▶ **Action demandée 1**
Recopiez l'extrait du texte en commençant à « Têtant un à » et en terminant à « passible des tribunaux... ».
▶ **Action demandée 2**
Pour chacune des affirmations suivantes, indiquez par oui ou par non si elle concorde avec l'extrait du texte, puis citez mot pour mot les termes qui tranchent. (a) La nappe est en lin brodé. (b) Le jeune béninois remplaçant avait fait sensation le dimanche. (c) Les consignes de l'animatrice sont clairement comprises par les pensionnaires.

2012/12/06

DÉSIR REFOULÉ

Poule au pot mon cul !


L'animatrice faisait ses habituels allées-et-venues... La guignant du coin de l'oeil, sans perdre de vue ses pipelettes de voisines, Mammy Germaine essuya discrètement ses doigts dégoulinants sur le rebord de la nappe. Un très beau coton suisse, délicatement brodé au point de croix...

Au contact de l'étoffe, elle eut encore ce flash. Vision soudaine d'aube immaculée. Faut dire qu'il avait fait sensation dimanche, le jeune béninois remplaçant. Visiblement tout heureux d'être là, très remarqué également des autres grenouilles de bénitier du secteur. On avait nous, aux Bluets de Marie de Morsang-Sur-Orge, eu ce privilège des présentations préliminaires par Madame la Directrice. Toute première apparition, où on avait fort bien décodé qu'il était tout frais émoulu du séminaire. Première chose qu'on remarqua, surtout, c'était le jean. Il lui collait aux bonbons, au point qu'à la Germaine, ça lui avait délicieusement rappelé le Mick Jagger des premiers temps. Oui, grand-mère date un peu. La plus sexy Pierre qui Roule de son époque bondissait encore sur la scène du Stadium, mais dans les centres médicalisés, et uniquement dans la mémoire de celles qui en avait encore un peu.

D'une table à l'autre, l'animatrice donnait ses habituelles consignes qui invariablement, se perdaient dans un insondable brouillard de réfectoire pour seniors...

Têtant un à un ses minuscules osselets, qu'elle déposait ensuite délicatement sur la nappe, Mammy ne put s'empêcher de soupirer. La vue d'un jeune prédicateur en chair et en os, de toute évidence de sexe masculin et quasiment novice... Voilà bien un de ces plaisirs subtiles réservés aux Mammy. L'unique qui leur reste. Il peut paraître étrange que la figure tutélaire du confesseur vous apparaisse dans un moment de pure jouissance, associé à la dégustation d'un croupion de jeune coq. Mais, si c'est pour vous rappeler ici aux vraies valeurs, l'Église est parfaitement dans son rôle. Un monde si troublé, où bientôt toute différenciation au nom du sexe s'effondrera. Toute allusion même, à la petite "différence", bientôt peut-être, passible des tribunaux...

Mammy se délectait de cet organe appelé croupion, avec lequel la proximité du sexe dit "faible" est bien connue. Tout semble lui prêter des vertus aphrodisiaques. Sur la table dressée au salon autrefois, à cette apparition miraculeuse, le carmin montait aux joues de la ménagère. Et ce n'était pas uniquement à cause de la chaleur dégagée par le four-rotissoire. Ah, sentir vibrer en soi un irrépressible désir coupable de croustillant sous la dent, associé à un moelleux qui vous gicle d'un délicieux gras dans la bouche. Le tout dégusté un poil après la Messe, le dimanche, de préférence. Comme un indispensable liant de l'identité nationale rôti à la broche, depuis Jeanne d'Arc...

▶ **Entrées fournies**
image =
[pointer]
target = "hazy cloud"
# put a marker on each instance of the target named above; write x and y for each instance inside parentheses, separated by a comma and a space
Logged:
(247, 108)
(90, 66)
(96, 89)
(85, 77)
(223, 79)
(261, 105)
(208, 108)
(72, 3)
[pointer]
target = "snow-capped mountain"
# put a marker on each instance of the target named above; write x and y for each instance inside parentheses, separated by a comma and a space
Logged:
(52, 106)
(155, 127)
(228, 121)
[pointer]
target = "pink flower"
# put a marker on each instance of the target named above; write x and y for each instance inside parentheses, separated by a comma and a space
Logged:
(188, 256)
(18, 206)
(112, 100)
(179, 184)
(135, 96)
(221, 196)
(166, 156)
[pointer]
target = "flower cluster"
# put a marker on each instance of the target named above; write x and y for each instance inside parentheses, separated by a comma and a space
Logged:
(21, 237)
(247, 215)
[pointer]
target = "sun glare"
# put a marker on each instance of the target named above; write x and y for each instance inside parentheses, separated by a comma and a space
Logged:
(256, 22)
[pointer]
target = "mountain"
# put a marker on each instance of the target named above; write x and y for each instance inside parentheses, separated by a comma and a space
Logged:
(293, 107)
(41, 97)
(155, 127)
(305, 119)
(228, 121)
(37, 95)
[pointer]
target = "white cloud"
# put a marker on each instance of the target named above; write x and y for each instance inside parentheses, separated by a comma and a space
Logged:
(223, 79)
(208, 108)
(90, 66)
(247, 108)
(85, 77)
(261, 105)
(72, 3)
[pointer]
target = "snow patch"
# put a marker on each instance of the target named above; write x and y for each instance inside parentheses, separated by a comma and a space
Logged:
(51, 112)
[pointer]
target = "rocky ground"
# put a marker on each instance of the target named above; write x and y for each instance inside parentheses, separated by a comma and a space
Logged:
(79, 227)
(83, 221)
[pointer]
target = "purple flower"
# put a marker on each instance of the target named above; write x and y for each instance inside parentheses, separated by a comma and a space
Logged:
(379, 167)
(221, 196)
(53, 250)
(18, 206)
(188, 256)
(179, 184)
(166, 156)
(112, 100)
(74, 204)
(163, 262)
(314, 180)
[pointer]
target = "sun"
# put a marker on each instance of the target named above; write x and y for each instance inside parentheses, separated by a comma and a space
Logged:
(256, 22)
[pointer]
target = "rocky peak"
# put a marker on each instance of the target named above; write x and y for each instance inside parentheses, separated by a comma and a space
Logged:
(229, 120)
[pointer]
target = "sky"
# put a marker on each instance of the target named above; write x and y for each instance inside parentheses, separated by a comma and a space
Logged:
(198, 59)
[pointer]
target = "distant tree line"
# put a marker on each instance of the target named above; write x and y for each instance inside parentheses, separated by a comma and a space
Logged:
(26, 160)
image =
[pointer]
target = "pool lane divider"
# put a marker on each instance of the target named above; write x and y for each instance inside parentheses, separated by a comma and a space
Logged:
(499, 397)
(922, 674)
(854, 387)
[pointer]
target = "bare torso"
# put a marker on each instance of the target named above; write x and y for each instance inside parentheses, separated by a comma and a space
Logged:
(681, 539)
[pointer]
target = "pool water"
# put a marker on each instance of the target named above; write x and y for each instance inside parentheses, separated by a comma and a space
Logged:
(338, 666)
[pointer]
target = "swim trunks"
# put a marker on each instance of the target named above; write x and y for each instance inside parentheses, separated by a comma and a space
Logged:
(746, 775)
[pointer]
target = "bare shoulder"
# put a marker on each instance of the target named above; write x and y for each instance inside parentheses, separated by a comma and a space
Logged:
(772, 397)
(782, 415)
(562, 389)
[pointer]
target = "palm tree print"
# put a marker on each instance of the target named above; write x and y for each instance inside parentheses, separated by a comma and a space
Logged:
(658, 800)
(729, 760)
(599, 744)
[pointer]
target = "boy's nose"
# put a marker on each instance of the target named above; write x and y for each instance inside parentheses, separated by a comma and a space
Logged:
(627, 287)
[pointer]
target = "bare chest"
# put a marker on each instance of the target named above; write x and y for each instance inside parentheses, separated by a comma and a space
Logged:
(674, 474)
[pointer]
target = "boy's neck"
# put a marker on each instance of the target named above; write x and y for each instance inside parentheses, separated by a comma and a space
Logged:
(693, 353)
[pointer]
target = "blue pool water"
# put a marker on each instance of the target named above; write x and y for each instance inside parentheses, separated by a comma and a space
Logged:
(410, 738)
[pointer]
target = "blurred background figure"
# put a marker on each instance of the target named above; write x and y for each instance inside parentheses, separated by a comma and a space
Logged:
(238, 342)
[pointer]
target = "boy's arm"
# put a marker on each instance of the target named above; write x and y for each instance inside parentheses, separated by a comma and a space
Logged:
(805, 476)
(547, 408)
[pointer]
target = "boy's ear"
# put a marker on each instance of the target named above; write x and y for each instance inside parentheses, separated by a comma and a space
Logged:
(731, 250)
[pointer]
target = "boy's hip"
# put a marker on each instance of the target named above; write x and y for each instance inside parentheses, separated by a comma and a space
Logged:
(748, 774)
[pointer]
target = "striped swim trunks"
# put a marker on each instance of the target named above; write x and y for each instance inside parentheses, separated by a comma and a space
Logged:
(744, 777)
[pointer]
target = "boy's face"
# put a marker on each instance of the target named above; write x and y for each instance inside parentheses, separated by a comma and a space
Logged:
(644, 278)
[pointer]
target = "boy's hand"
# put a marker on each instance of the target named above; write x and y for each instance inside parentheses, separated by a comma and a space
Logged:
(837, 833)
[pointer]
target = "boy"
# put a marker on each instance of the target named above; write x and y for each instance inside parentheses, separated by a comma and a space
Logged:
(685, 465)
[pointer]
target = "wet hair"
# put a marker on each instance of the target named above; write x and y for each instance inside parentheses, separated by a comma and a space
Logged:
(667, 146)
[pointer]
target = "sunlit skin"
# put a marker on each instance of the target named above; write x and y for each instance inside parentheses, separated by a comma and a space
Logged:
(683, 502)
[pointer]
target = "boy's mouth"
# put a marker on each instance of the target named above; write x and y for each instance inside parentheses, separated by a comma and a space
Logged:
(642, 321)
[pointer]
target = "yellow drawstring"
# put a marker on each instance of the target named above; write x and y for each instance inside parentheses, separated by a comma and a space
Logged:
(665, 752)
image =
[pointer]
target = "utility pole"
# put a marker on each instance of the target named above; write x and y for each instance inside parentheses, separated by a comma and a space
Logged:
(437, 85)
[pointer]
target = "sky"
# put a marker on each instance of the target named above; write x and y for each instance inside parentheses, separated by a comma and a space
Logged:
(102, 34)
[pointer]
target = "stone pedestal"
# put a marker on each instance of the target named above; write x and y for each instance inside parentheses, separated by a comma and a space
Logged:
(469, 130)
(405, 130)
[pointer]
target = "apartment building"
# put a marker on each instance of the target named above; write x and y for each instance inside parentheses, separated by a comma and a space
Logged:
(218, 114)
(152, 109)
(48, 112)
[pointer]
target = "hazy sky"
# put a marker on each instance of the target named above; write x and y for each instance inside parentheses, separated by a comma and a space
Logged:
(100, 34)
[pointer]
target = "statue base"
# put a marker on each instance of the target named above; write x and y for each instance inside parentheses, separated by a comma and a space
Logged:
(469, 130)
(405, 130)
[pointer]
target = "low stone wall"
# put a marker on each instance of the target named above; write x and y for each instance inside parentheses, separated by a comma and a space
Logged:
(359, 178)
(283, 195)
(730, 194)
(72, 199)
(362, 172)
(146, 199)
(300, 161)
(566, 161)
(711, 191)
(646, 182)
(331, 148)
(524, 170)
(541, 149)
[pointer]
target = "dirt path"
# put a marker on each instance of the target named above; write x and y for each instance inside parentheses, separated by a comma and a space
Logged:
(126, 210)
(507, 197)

▶ **Résultat de l'exercice 1**
Têtant un à un ses minuscules osselets, qu'elle déposait ensuite délicatement sur la nappe, Mammy ne put s'empêcher de soupirer. La vue d'un jeune prédicateur en chair et en os, de toute évidence de sexe masculin et quasiment novice... Voilà bien un de ces plaisirs subtiles réservés aux Mammy. L'unique qui leur reste. Il peut paraître étrange que la figure tutélaire du confesseur vous apparaisse dans un moment de pure jouissance, associé à la dégustation d'un croupion de jeune coq. Mais, si c'est pour vous rappeler ici aux vraies valeurs, l'Église est parfaitement dans son rôle. Un monde si troublé, où bientôt toute différenciation au nom du sexe s'effondrera. Toute allusion même, à la petite "différence", bientôt peut-être, passible des tribunaux...

▶ **Résultat de l'exercice 2**
(a) Non : « Un très beau coton suisse, délicatement brodé au point de croix... »
(b) Oui : « Faut dire qu'il avait fait sensation dimanche, le jeune béninois remplaçant. »
(c) Non : « se perdaient dans un insondable brouillard de réfectoire pour seniors... »